(Saved data entries)
--- START ---
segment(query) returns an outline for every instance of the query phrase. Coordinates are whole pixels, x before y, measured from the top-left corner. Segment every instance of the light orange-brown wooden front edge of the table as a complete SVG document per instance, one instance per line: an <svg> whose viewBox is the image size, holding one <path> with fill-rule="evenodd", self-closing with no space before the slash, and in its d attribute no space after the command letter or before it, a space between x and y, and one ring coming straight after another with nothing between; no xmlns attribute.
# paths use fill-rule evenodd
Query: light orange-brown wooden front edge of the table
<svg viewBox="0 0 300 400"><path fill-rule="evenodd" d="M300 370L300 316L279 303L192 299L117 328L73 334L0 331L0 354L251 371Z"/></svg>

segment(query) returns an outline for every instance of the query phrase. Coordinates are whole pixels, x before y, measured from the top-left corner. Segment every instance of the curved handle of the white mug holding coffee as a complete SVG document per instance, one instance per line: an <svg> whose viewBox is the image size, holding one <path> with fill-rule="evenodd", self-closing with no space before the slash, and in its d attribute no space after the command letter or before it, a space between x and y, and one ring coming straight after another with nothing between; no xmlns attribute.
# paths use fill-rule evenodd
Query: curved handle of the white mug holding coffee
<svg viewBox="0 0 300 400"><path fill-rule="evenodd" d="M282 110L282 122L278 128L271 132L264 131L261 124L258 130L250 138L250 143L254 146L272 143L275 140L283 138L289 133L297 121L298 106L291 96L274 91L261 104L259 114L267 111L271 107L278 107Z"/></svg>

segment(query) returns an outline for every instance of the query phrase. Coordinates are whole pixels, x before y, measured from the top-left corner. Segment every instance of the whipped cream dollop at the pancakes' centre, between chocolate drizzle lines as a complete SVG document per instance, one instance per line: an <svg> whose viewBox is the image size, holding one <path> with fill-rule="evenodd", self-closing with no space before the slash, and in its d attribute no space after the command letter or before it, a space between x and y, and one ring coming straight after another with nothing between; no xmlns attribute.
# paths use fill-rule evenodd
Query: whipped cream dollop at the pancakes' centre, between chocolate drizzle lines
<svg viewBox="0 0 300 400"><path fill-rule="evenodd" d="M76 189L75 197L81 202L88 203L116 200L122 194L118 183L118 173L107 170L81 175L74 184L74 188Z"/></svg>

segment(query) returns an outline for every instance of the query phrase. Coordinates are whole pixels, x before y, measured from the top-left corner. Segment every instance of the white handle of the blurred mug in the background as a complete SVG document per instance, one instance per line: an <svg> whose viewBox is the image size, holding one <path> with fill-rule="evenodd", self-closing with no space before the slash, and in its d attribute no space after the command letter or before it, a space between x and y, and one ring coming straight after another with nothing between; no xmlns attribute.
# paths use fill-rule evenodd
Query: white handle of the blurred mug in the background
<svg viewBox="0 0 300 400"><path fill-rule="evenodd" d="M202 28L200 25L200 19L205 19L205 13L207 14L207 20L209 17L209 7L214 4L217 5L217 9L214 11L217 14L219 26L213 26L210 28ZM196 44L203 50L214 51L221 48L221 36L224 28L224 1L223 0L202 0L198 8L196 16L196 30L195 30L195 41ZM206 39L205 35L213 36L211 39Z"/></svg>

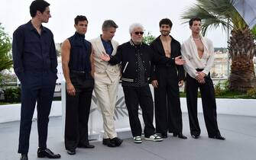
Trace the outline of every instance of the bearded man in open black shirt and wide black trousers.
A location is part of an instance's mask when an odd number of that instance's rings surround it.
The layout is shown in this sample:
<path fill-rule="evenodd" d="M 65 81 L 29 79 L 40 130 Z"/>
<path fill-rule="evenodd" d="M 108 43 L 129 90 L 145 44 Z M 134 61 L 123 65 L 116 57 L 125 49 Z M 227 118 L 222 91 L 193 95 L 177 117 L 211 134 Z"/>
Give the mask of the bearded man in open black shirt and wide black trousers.
<path fill-rule="evenodd" d="M 170 36 L 173 23 L 168 18 L 160 20 L 161 35 L 152 43 L 151 48 L 161 56 L 180 56 L 180 43 Z M 154 65 L 152 85 L 154 86 L 154 108 L 156 131 L 163 138 L 167 138 L 167 132 L 173 133 L 180 139 L 186 139 L 182 133 L 182 114 L 180 109 L 179 86 L 185 79 L 183 66 Z"/>

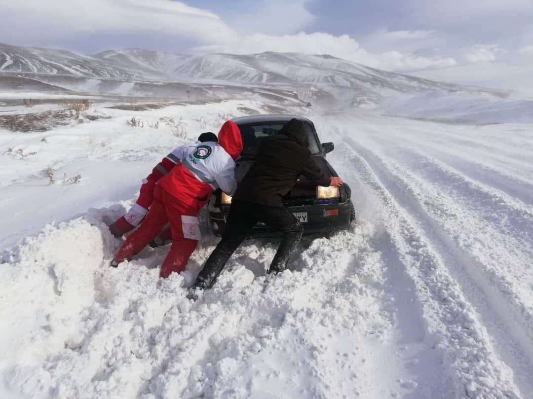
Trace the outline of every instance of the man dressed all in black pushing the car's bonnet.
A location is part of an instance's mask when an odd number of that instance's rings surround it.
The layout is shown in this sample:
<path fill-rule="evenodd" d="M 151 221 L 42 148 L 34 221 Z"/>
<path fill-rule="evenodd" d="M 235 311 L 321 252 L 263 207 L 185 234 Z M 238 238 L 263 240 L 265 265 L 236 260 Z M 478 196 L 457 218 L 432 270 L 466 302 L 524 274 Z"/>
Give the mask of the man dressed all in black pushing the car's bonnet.
<path fill-rule="evenodd" d="M 188 298 L 196 299 L 201 290 L 213 285 L 257 222 L 283 232 L 267 273 L 277 274 L 285 270 L 290 254 L 302 238 L 303 226 L 283 205 L 283 197 L 301 175 L 321 186 L 338 187 L 342 184 L 340 177 L 330 177 L 320 169 L 308 146 L 305 124 L 298 119 L 291 119 L 278 134 L 263 139 L 254 164 L 233 196 L 222 240 L 198 274 Z"/>

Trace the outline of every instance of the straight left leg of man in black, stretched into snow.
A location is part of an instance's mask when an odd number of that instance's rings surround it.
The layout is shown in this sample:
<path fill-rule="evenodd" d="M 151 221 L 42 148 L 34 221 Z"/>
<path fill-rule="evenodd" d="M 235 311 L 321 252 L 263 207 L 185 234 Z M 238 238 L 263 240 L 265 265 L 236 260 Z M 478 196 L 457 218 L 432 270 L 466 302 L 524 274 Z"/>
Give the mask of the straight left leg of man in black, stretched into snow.
<path fill-rule="evenodd" d="M 203 290 L 214 284 L 231 255 L 257 223 L 250 210 L 254 206 L 248 202 L 233 201 L 222 240 L 207 259 L 200 274 L 198 274 L 192 287 L 193 289 Z"/>

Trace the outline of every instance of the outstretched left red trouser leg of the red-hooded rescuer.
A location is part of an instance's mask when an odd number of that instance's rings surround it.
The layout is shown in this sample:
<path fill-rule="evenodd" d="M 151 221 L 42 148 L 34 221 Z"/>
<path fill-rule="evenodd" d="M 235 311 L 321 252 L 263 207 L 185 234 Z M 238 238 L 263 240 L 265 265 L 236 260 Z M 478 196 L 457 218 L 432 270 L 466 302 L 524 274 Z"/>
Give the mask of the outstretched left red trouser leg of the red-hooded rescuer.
--- END ---
▶ [Directions for this task] Each line of the records is to be reproduced exactly, and each picture dropped.

▶ [Finished task]
segment(query) returns an outline for every instance of the query phrase. Coordinates are whole pixels, x before y, measured from the top-left corner. Segment every instance of the light orange-brown wooden front edge of the table as a complete SVG document per instance, one instance per line: an <svg> whose viewBox is the image size, holding one <path> with fill-rule="evenodd", self-closing with no space before the slash, and in its d attribute no space after the command letter or before it, a space between x and y, and one ring coming straight after another with nothing between; no xmlns attribute.
# paths use fill-rule evenodd
Query: light orange-brown wooden front edge of the table
<svg viewBox="0 0 300 400"><path fill-rule="evenodd" d="M300 370L300 316L279 303L192 299L117 328L73 334L0 331L0 354L251 371Z"/></svg>

segment(query) returns an outline for every instance of the query phrase. Coordinates are whole pixels, x before y, measured from the top-left corner. Segment every instance of the curved handle of the white mug holding coffee as a complete SVG document per instance, one instance per line: an <svg> whose viewBox is the image size, holding one <path> with fill-rule="evenodd", self-closing with no space before the slash, and in its d attribute no space after the command letter or before it, a space between x and y, and one ring coming straight after another with nothing between; no xmlns attribute.
# paths use fill-rule evenodd
Query: curved handle of the white mug holding coffee
<svg viewBox="0 0 300 400"><path fill-rule="evenodd" d="M282 110L282 122L278 128L271 132L264 131L261 124L258 130L250 138L250 143L254 146L272 143L275 140L283 138L289 133L297 121L298 106L291 96L274 91L261 104L259 114L267 111L271 107L278 107Z"/></svg>

segment(query) returns an outline for every instance of the query phrase. Coordinates are whole pixels, x before y, measured from the top-left corner. Segment every instance of the whipped cream dollop at the pancakes' centre, between chocolate drizzle lines as a complete SVG document per instance, one instance per line: an <svg> whose viewBox is the image size, holding one <path> with fill-rule="evenodd", self-closing with no space before the slash, and in its d attribute no space after the command letter or before it, a space between x and y, and one ring coming straight after another with nothing between; no xmlns attribute.
# paths use fill-rule evenodd
Query: whipped cream dollop at the pancakes' centre, between chocolate drizzle lines
<svg viewBox="0 0 300 400"><path fill-rule="evenodd" d="M76 189L75 197L81 202L88 203L116 200L122 194L118 183L118 173L107 170L81 175L74 184L74 188Z"/></svg>

segment(query) returns an outline for every instance of the query phrase. Coordinates are whole pixels, x before y, measured from the top-left corner. Segment every instance of the white handle of the blurred mug in the background as a complete SVG document per instance, one instance per line: an <svg> whose viewBox is the image size, holding one <path> with fill-rule="evenodd", self-closing with no space before the slash, and in its d attribute no space after the command letter or before it, a space between x and y, and one ring coming straight after another with nothing between; no xmlns attribute.
# paths use fill-rule evenodd
Query: white handle of the blurred mug in the background
<svg viewBox="0 0 300 400"><path fill-rule="evenodd" d="M202 28L200 25L200 19L205 19L205 13L207 14L207 20L209 17L209 7L214 4L217 5L217 9L214 11L217 14L219 26L213 26L210 28ZM196 44L203 50L214 51L221 48L221 36L224 28L224 1L223 0L202 0L198 8L196 16L196 30L195 30L195 41ZM206 39L205 35L213 36L211 39Z"/></svg>

Trace the outline of every instance of the bearded man in open black shirt and wide black trousers.
A location is part of an instance's mask when an odd number of that instance's rings surround it.
The layout is shown in this sample:
<path fill-rule="evenodd" d="M 65 81 L 29 79 L 40 130 Z"/>
<path fill-rule="evenodd" d="M 108 43 L 129 90 L 145 44 Z M 134 61 L 123 65 L 116 57 L 125 49 Z M 227 118 L 222 91 L 193 95 L 177 117 L 211 134 Z"/>
Give the mask of the bearded man in open black shirt and wide black trousers.
<path fill-rule="evenodd" d="M 170 36 L 173 23 L 168 18 L 160 20 L 161 35 L 152 43 L 151 48 L 161 56 L 180 56 L 180 43 Z M 154 65 L 152 85 L 154 86 L 154 108 L 156 131 L 163 138 L 167 138 L 167 132 L 173 133 L 180 139 L 186 139 L 182 133 L 182 114 L 180 109 L 179 86 L 185 79 L 183 66 Z"/>

Trace the outline of every instance of the man dressed all in black pushing the car's bonnet.
A location is part of an instance's mask when an odd number of that instance's rings surround it.
The layout is shown in this sample:
<path fill-rule="evenodd" d="M 151 221 L 42 148 L 34 221 Z"/>
<path fill-rule="evenodd" d="M 235 311 L 321 252 L 263 207 L 185 234 Z M 238 238 L 263 240 L 265 265 L 236 260 Z M 478 196 L 457 218 L 432 270 L 466 302 L 524 274 Z"/>
Give the mask of the man dressed all in black pushing the car's bonnet.
<path fill-rule="evenodd" d="M 188 298 L 196 299 L 201 290 L 213 285 L 257 222 L 283 232 L 267 273 L 277 274 L 285 270 L 290 254 L 302 238 L 303 226 L 283 205 L 283 197 L 301 175 L 321 186 L 338 187 L 342 184 L 340 177 L 330 177 L 320 169 L 308 146 L 305 124 L 298 119 L 291 119 L 278 134 L 263 139 L 254 164 L 233 196 L 222 240 L 198 274 Z"/>

Trace the outline of every instance of the straight left leg of man in black, stretched into snow.
A location is part of an instance's mask when an odd number of that instance's rings surround it.
The layout is shown in this sample:
<path fill-rule="evenodd" d="M 151 221 L 42 148 L 34 221 Z"/>
<path fill-rule="evenodd" d="M 235 311 L 321 252 L 263 207 L 185 234 Z M 238 238 L 263 240 L 265 265 L 236 260 Z M 478 196 L 457 218 L 432 270 L 466 302 L 524 274 Z"/>
Give the mask of the straight left leg of man in black, stretched into snow.
<path fill-rule="evenodd" d="M 203 290 L 214 284 L 231 255 L 257 223 L 250 210 L 254 206 L 248 202 L 233 201 L 222 240 L 207 259 L 200 274 L 198 274 L 192 287 L 193 289 Z"/>

Trace the outline of every instance of the outstretched left red trouser leg of the red-hooded rescuer.
A location is part of an instance's mask when an odd number of that instance's rings surround it.
The layout is shown in this sample:
<path fill-rule="evenodd" d="M 151 221 L 42 148 L 34 221 Z"/>
<path fill-rule="evenodd" d="M 235 311 L 321 252 L 263 207 L 185 234 Z M 238 238 L 263 240 L 265 265 L 236 260 Z M 478 196 L 457 218 L 432 270 L 466 302 L 524 274 Z"/>
Give the mask of the outstretched left red trouser leg of the red-hooded rescuer.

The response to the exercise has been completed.